» RECORDS SUPPLIED

— BEGIN —

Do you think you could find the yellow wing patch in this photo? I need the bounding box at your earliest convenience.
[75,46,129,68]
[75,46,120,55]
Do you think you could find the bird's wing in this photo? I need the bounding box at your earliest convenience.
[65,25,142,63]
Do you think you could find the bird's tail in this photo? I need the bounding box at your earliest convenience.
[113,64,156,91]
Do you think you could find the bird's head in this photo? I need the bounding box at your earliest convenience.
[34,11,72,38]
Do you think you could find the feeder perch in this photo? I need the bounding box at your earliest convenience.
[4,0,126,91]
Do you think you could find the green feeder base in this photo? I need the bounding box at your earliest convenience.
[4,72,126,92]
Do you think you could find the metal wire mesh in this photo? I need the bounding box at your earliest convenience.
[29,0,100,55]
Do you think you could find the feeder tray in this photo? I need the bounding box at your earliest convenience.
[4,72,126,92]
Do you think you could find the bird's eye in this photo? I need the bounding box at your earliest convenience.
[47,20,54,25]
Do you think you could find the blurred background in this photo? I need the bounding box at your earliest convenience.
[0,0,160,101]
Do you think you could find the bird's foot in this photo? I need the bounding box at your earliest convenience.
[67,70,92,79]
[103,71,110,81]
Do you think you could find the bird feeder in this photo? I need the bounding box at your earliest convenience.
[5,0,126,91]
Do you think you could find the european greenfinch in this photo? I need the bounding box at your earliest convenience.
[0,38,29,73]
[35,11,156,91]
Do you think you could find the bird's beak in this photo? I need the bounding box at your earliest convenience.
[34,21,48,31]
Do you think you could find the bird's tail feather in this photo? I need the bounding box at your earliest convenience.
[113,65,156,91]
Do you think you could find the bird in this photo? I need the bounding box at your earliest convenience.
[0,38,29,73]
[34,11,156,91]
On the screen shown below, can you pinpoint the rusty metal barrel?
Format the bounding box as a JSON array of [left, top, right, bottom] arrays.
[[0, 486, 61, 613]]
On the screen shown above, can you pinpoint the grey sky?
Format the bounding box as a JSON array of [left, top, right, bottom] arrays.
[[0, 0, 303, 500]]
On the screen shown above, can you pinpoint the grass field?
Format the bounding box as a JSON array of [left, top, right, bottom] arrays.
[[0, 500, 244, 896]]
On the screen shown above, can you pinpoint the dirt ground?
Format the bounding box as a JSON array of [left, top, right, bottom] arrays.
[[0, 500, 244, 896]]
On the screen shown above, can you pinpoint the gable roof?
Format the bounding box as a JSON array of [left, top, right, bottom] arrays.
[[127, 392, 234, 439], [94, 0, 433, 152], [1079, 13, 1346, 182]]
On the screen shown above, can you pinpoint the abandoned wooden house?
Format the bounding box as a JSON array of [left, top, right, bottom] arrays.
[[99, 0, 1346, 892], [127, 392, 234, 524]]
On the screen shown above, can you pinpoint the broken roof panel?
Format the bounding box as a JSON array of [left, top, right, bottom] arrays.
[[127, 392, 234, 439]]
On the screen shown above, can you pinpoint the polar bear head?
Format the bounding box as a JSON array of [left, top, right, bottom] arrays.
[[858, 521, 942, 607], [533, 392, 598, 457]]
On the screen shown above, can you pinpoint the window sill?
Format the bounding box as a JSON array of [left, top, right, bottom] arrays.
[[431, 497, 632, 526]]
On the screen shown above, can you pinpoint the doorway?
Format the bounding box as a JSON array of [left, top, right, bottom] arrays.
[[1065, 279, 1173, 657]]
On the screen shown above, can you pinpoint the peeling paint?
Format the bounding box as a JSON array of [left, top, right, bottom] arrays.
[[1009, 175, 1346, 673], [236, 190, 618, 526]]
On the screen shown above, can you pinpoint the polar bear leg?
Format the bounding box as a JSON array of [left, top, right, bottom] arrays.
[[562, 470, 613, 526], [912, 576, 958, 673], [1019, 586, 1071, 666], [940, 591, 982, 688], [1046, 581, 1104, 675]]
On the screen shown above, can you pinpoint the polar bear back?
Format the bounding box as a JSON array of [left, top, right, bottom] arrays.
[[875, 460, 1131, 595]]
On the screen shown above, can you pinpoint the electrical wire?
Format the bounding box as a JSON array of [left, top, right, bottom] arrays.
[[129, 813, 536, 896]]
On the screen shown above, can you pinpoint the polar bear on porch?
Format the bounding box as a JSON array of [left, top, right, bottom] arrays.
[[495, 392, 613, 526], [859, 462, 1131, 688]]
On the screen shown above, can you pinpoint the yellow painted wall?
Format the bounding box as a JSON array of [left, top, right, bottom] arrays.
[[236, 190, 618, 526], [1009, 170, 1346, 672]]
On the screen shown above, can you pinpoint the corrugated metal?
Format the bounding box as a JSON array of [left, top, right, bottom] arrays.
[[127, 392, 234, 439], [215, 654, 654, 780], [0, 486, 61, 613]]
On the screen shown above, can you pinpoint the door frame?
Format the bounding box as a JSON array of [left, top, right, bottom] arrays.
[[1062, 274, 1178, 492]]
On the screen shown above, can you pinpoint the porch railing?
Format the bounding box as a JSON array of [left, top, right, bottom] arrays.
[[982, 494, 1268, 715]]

— END —

» SHORT TASK
Please copy the listing above word for word, from the line containing "polar bear head?" through the line containing "[[1062, 274, 1178, 492]]", both of those lines included.

» COMPLETE ANSWER
On the screen shown above, can you pinpoint the polar bear head?
Format the bounding box as a JSON array of [left, top, right, bottom] arrays.
[[858, 521, 942, 607], [533, 392, 598, 457]]
On the screen shown above, can you pinpoint the window sill?
Format the bounding box as a JSON array of [left, top, right, bottom] arrays.
[[431, 497, 632, 526]]
On the screen shown above, can you pinpoint the doorway?
Format the bounding box as a JSON array of [left, top, right, bottom] arrays.
[[1065, 279, 1173, 657]]
On the screen shown above, can you pinpoint the peeling paint?
Format the bounding box as a JSON array of [left, top, right, bottom] arrays.
[[1009, 175, 1346, 673], [236, 190, 618, 526]]
On the screen shown above, can you pinpoint the polar bear leg?
Format the bounding box as a JSON array of [left, top, right, bottom] arrays.
[[562, 470, 613, 526], [912, 576, 958, 673], [1019, 586, 1071, 666], [940, 591, 982, 688], [1046, 581, 1104, 675]]
On the screen shown above, can you pinpoint the polar bear back?
Format the bounding box as a JSON array of [left, top, right, bottom] arrays.
[[875, 460, 1131, 595]]
On the screen shown above, can you pinpoint the electrical wire?
Format the bounding box as a JSON array of [left, top, right, bottom] arrays.
[[129, 813, 536, 896]]
On the screen shown above, can you pinpoint the polar bear on porch?
Format the bounding box as a JSON array of [left, top, right, bottom] arrays.
[[495, 392, 613, 526], [859, 462, 1131, 688]]
On the screen shown above, can you pinpoint the yellow painted wall?
Format the bounding box as a JSON array of [left, top, right, bottom] arrays.
[[236, 190, 618, 526], [1009, 170, 1346, 672]]
On the screen shown above, can you pinpoint the corrugated metal?
Format the bounding box as a JSON array of [left, top, right, bottom] arrays.
[[127, 392, 234, 439], [215, 654, 654, 780], [0, 486, 61, 613]]
On the screen shown above, can you pinpoint the door frame?
Format the bounding box as a JSON array of [left, top, right, bottom] arrays.
[[1062, 274, 1178, 492]]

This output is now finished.